From mboxrd@z Thu Jan  1 00:00:00 1970
From: Takuya Yoshikawa <takuya.yoshikawa@gmail.com>
Subject: [PATCH for 3.3] KVM: Fix write protection race during dirty logging
Date: Sun, 5 Feb 2012 20:42:41 +0900
Message-ID: <20120205204241.54f16069c7f10ac7524c55ec@gmail.com>
Mime-Version: 1.0
Content-Type: text/plain; charset=US-ASCII
Content-Transfer-Encoding: 7bit
Cc: kvm@vger.kernel.org
To: avi@redhat.com, mtosatti@redhat.com
Return-path: <kvm-owner@vger.kernel.org>
Received: from mail-pz0-f46.google.com ([209.85.210.46]:39384 "EHLO
	mail-pz0-f46.google.com" rhost-flags-OK-OK-OK-OK) by vger.kernel.org
	with ESMTP id S1752152Ab2BELmp (ORCPT <rfc822;kvm@vger.kernel.org>);
	Sun, 5 Feb 2012 06:42:45 -0500
Received: by dadp15 with SMTP id p15so4014942dad.19
        for <kvm@vger.kernel.org>; Sun, 05 Feb 2012 03:42:45 -0800 (PST)
Sender: kvm-owner@vger.kernel.org
List-ID: <kvm.vger.kernel.org>

From: Takuya Yoshikawa <yoshikawa.takuya@oss.ntt.co.jp>

This patch fixes a race introduced by:

  commit 95d4c16ce78cb6b7549a09159c409d52ddd18dae
  KVM: Optimize dirty logging by rmap_write_protect()

------------------------

YOUR TASKS -
A: Please summarize the KVM patch email in one sentence.
B: Answer these questions about the KVM patch email:
(i) Which address is listed on the Cc line?
(ii) On what date was the email sent, according to its Date line?
(iii) What is the title of the commit said to have introduced the race?
C: Write the next part of the KVM patch email, starting after its last line.
The material that comes next plays no part in this exercise.

------------------------

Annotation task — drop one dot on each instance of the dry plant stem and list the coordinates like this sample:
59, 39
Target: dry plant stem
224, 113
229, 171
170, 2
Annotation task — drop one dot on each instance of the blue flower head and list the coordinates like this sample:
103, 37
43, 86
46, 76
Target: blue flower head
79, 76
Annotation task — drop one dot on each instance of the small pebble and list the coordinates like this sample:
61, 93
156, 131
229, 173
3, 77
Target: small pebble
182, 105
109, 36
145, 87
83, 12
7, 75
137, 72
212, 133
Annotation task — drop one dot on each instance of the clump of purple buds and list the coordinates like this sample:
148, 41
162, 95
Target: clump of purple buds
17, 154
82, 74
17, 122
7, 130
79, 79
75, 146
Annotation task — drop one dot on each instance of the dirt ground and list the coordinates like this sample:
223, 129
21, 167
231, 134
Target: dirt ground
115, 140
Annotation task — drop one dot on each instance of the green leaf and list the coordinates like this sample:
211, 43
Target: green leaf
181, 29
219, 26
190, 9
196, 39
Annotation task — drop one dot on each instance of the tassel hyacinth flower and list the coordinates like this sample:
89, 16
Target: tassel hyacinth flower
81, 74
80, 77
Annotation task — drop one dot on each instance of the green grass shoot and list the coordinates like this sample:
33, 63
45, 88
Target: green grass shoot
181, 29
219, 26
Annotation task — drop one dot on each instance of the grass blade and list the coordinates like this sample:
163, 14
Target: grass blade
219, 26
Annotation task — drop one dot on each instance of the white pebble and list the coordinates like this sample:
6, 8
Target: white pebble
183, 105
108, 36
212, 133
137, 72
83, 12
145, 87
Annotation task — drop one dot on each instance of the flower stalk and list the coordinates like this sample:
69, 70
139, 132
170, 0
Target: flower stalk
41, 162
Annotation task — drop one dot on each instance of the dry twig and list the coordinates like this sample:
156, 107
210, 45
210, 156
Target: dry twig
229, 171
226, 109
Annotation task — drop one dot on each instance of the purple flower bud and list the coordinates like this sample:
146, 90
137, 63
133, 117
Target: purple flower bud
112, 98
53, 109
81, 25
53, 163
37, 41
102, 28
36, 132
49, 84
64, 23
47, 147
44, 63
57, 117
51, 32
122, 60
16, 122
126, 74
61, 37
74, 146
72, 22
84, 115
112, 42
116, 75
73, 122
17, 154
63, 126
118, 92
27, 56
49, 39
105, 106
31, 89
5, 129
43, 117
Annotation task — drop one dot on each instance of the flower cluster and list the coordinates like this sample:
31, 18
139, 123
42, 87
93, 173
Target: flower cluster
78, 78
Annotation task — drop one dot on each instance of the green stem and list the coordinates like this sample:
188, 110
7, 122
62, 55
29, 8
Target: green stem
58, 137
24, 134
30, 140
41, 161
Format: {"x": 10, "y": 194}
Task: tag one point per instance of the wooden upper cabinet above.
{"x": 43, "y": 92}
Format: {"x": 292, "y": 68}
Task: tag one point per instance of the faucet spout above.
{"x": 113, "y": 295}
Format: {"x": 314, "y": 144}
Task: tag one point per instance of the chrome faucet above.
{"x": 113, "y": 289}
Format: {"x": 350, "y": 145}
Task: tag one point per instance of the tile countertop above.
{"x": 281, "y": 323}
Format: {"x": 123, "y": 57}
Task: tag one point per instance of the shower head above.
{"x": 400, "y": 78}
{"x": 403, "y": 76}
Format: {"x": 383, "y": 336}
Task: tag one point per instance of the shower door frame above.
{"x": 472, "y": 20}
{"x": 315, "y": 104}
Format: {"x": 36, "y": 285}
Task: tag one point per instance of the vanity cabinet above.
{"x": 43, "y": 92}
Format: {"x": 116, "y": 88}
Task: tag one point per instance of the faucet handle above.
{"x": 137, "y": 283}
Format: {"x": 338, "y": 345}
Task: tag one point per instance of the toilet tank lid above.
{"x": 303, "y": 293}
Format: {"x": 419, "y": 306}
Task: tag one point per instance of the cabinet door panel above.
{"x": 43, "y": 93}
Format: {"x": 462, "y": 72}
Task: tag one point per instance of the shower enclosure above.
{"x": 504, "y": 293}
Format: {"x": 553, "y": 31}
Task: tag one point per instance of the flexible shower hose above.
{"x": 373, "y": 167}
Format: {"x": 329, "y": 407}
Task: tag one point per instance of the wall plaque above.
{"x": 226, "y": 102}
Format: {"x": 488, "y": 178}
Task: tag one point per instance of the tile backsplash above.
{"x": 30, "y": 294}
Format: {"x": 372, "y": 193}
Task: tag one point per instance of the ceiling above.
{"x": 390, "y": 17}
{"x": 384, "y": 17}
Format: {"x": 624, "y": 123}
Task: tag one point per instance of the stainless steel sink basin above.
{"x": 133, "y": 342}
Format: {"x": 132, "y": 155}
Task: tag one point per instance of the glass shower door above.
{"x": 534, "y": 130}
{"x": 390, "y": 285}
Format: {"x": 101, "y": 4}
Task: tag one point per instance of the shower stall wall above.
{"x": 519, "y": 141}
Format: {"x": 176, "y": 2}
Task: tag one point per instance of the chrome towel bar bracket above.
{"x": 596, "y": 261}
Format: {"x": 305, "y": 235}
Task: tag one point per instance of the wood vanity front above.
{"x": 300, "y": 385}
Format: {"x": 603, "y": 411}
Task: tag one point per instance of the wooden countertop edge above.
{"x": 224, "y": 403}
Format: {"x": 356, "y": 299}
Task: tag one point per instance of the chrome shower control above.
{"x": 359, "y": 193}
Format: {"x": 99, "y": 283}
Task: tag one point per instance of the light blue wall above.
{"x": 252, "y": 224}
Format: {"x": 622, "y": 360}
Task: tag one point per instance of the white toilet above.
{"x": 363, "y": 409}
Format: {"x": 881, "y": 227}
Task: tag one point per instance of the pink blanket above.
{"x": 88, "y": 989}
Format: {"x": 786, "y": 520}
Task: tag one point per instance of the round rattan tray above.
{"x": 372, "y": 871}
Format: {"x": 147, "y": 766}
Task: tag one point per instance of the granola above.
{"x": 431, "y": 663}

------------------------

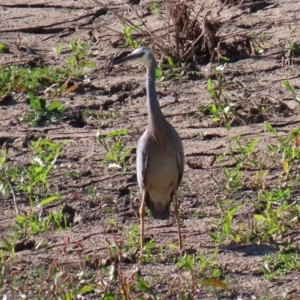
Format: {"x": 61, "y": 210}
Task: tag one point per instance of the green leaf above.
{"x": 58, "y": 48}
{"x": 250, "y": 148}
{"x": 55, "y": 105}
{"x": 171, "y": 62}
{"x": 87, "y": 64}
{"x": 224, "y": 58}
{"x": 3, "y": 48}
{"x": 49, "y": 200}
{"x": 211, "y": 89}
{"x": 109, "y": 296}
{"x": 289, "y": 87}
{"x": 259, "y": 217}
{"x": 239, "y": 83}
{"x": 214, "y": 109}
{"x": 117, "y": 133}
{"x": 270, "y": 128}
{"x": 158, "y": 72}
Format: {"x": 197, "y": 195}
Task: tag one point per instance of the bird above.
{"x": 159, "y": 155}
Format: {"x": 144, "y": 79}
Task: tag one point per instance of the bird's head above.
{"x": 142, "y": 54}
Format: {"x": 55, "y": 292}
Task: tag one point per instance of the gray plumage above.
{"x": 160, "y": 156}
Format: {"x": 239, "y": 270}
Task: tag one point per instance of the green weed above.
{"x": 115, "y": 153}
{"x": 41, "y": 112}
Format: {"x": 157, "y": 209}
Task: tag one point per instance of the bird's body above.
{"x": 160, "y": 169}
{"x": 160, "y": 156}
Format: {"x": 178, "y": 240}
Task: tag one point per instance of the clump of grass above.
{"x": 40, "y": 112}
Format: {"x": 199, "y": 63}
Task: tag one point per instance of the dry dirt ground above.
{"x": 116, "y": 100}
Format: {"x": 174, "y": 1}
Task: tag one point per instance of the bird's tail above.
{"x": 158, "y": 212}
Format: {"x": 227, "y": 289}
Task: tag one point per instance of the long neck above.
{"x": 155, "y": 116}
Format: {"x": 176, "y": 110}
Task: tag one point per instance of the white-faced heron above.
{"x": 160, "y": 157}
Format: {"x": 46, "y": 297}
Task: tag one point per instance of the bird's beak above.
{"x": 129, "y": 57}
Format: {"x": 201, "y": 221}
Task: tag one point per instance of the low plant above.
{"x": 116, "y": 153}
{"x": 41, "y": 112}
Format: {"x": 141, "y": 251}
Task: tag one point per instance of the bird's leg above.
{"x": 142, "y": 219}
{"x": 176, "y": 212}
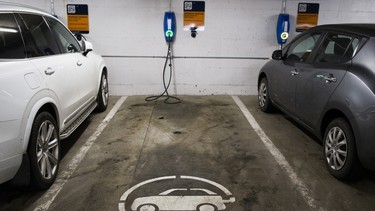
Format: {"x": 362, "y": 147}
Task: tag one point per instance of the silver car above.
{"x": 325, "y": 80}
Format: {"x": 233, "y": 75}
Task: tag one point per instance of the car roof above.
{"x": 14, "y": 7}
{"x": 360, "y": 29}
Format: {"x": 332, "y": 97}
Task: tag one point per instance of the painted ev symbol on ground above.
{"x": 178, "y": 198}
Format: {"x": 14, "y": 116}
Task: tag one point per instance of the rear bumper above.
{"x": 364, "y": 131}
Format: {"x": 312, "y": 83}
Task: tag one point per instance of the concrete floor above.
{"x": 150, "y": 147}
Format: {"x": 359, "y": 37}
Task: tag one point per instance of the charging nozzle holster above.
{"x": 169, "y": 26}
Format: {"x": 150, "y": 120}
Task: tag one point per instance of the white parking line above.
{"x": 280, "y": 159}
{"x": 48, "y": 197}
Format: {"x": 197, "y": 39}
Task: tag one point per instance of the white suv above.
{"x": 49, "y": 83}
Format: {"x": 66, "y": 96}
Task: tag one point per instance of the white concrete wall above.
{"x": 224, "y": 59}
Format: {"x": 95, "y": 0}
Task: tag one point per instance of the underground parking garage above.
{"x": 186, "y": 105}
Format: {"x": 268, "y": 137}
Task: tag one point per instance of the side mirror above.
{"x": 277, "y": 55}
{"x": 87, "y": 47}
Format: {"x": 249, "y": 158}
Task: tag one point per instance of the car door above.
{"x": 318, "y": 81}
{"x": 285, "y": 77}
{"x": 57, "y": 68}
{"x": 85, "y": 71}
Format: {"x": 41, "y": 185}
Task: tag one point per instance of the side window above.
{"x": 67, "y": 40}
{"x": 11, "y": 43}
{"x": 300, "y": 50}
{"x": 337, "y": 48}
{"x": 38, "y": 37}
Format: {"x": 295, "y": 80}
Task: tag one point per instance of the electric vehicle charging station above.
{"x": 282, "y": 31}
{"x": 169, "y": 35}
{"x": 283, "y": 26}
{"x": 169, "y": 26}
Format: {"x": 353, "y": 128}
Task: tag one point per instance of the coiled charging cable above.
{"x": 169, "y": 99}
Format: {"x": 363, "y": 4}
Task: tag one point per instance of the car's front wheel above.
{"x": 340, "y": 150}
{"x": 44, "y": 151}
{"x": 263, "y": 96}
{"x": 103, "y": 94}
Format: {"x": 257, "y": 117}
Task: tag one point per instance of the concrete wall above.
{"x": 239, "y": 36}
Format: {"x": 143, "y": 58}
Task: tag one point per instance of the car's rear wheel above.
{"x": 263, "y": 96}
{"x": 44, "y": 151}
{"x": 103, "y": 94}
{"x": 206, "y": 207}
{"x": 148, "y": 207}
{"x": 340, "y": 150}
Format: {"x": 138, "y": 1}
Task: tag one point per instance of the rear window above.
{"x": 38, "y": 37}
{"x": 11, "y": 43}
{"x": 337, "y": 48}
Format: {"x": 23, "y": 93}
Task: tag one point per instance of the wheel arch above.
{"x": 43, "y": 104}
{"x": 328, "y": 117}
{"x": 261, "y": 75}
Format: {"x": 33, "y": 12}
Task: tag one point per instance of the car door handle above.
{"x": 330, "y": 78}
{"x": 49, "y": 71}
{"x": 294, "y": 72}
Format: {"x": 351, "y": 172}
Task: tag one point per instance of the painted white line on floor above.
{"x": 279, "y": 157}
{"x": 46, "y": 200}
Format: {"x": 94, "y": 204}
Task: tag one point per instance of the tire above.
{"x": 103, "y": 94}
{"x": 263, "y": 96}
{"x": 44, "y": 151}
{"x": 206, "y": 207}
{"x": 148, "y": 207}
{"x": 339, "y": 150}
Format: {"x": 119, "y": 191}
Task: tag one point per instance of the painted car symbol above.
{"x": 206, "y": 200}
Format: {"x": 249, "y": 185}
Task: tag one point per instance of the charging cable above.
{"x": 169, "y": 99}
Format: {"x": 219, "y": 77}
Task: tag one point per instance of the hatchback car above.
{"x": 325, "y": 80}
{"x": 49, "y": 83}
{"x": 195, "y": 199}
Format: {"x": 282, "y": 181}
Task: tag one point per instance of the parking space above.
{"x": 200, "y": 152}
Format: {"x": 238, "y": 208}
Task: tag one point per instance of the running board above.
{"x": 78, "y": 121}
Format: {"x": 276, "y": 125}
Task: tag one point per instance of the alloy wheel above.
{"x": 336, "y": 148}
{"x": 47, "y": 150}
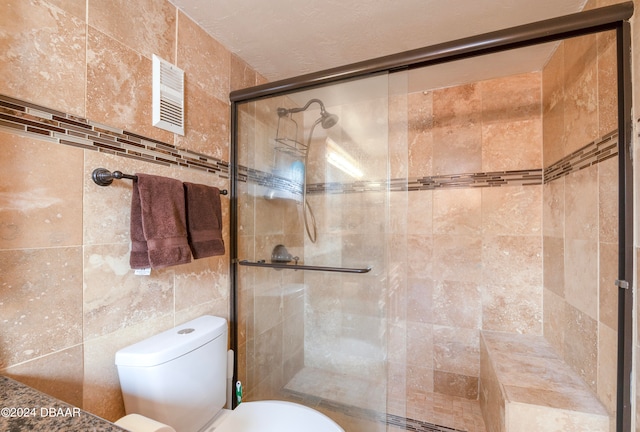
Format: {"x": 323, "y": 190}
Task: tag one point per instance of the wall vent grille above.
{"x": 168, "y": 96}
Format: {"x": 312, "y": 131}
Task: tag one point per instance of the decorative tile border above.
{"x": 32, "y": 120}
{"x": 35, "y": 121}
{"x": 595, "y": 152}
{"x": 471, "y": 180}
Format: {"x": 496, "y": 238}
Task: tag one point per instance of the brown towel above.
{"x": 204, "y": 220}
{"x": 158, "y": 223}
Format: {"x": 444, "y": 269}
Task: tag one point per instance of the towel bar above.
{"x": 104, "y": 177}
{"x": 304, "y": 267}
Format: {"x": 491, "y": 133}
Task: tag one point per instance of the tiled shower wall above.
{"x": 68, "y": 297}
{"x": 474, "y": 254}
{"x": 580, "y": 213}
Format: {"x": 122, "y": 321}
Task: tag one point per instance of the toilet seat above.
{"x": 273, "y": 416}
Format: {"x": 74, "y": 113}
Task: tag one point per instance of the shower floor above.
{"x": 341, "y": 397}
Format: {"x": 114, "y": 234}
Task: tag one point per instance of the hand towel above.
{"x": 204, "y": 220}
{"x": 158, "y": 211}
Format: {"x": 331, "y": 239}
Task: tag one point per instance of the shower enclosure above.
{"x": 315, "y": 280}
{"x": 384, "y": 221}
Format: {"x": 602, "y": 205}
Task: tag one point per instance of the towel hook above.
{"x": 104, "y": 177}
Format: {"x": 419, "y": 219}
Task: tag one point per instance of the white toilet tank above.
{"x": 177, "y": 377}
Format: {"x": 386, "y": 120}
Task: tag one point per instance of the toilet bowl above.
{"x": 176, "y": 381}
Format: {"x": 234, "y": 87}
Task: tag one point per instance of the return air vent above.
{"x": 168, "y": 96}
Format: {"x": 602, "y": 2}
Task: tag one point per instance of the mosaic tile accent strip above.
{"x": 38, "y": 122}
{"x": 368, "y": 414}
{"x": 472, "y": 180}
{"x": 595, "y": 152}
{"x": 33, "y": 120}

------------------------

EXPECTED OUTPUTS -
A: Takuya Yoshikawa sent a patch for 3.3 that fixes a KVM write protection race during dirty logging, a race introduced by commit 95d4c16ce78cb6b7549a09159c409d52ddd18dae, "KVM: Optimize dirty logging by rmap_write_protect()".

B:
(i) kvm@vger.kernel.org
(ii) Sun, 5 Feb 2012
(iii) KVM: Optimize dirty logging by rmap_write_protect()

C:
During protecting pages for dirty logging, other threads may also try
to protect a page in mmu_sync_children() or kvm_mmu_get_page().

In such a case, because get_dirty_log releases mmu_lock before flushing
TLB's, the following race condition can happen:

  A (get_dirty_log)     B (another thread)

  lock(mmu_lock)
  clear pte.w
  unlock(mmu_lock)
                        lock(mmu_lock)
                        pte.w is already cleared
                        unlock(mmu_lock)
                        skip TLB flush
                        return
  ...
  TLB flush

Though thread B assumes the page has already been protected when it
returns, the remaining TLB entry will break that assumption.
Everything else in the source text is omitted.